§ **AIM OF THE TASK**
In the entries below, some lines contain "every"; work out how many and answer with the figure only.

Segmentation mask data:
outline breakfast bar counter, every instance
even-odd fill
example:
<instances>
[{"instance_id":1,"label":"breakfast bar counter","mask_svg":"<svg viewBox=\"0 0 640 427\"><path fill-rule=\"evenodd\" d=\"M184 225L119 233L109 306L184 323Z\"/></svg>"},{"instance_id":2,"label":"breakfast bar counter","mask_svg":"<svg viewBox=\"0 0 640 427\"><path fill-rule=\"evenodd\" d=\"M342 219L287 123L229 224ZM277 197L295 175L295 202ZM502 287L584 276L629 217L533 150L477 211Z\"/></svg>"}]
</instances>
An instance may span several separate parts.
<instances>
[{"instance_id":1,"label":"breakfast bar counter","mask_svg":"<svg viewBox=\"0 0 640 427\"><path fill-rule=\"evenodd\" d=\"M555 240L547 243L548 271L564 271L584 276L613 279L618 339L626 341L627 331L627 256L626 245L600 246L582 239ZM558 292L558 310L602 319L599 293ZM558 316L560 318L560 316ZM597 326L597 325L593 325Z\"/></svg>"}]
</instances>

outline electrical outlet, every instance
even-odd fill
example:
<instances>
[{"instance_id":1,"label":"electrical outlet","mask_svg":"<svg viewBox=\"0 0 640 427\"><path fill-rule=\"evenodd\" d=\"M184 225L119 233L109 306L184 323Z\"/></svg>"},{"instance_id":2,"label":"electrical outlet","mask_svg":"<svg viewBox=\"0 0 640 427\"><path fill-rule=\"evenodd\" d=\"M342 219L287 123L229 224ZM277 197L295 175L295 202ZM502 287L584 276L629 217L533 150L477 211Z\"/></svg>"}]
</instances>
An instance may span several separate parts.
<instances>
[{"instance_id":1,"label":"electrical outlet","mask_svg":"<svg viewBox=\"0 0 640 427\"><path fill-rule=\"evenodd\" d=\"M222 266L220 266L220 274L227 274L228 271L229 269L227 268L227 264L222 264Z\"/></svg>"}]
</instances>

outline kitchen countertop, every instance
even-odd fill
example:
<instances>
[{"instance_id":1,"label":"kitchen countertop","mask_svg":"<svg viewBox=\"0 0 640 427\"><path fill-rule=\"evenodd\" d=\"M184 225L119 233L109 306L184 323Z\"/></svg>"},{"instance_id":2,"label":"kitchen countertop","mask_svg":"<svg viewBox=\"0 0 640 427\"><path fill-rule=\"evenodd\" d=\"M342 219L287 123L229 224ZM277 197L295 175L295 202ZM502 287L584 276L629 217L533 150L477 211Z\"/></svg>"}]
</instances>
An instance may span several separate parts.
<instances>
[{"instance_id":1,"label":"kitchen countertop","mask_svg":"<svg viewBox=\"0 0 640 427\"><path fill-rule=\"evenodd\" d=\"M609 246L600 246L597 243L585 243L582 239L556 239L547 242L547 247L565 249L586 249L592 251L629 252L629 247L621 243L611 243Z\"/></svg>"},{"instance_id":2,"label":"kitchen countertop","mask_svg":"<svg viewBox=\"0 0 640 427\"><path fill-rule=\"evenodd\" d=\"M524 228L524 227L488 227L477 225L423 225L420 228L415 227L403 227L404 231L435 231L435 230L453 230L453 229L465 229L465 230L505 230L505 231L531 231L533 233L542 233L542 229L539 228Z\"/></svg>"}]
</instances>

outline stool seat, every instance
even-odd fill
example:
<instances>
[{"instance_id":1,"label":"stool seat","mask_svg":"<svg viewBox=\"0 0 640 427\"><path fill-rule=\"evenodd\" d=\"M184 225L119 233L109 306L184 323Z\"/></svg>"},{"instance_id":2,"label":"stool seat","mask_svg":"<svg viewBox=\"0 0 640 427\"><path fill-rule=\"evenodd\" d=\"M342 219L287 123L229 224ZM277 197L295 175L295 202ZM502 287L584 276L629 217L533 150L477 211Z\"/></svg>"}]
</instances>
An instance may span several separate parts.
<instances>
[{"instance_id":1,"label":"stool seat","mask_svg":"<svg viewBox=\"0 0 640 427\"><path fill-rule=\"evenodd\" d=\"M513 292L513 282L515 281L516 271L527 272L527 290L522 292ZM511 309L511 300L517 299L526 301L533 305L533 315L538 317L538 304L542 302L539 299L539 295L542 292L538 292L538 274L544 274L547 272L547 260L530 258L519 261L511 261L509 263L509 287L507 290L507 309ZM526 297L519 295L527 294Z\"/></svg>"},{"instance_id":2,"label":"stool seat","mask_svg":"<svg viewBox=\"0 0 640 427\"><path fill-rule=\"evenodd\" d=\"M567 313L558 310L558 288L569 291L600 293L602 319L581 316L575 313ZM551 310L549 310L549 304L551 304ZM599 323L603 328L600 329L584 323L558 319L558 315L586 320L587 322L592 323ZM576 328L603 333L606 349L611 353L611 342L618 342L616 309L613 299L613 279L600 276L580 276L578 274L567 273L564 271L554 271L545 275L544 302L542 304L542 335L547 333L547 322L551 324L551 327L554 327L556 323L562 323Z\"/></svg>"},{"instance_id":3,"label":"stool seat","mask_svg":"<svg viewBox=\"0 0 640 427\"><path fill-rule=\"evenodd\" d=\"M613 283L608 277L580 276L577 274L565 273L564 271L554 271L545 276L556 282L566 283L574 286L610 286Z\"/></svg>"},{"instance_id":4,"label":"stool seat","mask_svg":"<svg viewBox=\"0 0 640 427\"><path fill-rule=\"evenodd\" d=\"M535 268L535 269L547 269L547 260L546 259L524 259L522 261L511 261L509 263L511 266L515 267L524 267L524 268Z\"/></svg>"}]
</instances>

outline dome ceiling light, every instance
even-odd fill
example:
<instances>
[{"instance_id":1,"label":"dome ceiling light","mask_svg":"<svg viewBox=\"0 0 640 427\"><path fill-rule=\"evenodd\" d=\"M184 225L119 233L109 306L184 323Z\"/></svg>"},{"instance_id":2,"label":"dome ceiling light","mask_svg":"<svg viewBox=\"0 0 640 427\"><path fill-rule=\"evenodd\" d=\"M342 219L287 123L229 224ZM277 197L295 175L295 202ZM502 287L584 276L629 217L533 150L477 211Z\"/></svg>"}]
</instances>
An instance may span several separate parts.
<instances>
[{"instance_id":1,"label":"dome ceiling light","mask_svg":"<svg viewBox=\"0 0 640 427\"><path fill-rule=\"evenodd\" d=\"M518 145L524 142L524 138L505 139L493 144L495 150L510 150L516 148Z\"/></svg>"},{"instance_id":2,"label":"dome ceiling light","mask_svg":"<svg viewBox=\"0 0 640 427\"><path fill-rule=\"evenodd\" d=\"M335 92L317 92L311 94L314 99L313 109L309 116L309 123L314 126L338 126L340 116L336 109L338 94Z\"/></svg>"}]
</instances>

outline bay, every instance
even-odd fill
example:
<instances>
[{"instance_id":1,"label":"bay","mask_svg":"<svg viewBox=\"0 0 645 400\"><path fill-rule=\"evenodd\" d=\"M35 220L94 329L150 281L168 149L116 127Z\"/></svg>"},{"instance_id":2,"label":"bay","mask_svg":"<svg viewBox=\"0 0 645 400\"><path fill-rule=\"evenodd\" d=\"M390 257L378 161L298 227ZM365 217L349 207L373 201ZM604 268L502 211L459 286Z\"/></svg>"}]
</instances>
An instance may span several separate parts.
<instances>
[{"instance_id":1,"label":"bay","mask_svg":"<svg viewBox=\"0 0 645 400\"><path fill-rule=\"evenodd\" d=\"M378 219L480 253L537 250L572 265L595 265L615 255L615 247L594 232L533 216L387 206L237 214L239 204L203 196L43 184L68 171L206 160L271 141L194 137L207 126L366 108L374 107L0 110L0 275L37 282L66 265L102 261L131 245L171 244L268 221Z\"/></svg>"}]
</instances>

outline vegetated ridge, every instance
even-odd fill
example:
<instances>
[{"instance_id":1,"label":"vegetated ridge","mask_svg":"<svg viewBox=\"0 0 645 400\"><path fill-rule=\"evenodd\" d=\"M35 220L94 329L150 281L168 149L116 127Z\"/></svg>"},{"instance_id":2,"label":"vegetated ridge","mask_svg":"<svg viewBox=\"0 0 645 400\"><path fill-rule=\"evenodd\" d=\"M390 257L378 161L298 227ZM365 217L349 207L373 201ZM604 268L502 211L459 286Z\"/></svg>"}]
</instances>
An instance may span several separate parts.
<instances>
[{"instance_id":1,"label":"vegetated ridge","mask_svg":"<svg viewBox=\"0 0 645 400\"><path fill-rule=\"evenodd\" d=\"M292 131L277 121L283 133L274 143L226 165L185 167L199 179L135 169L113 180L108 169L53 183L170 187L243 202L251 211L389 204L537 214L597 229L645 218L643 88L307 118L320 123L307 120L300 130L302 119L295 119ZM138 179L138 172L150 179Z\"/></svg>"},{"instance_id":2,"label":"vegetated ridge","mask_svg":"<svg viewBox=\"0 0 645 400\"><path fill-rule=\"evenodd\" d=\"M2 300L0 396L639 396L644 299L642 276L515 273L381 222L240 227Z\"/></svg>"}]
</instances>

§ **TASK OUTPUT**
7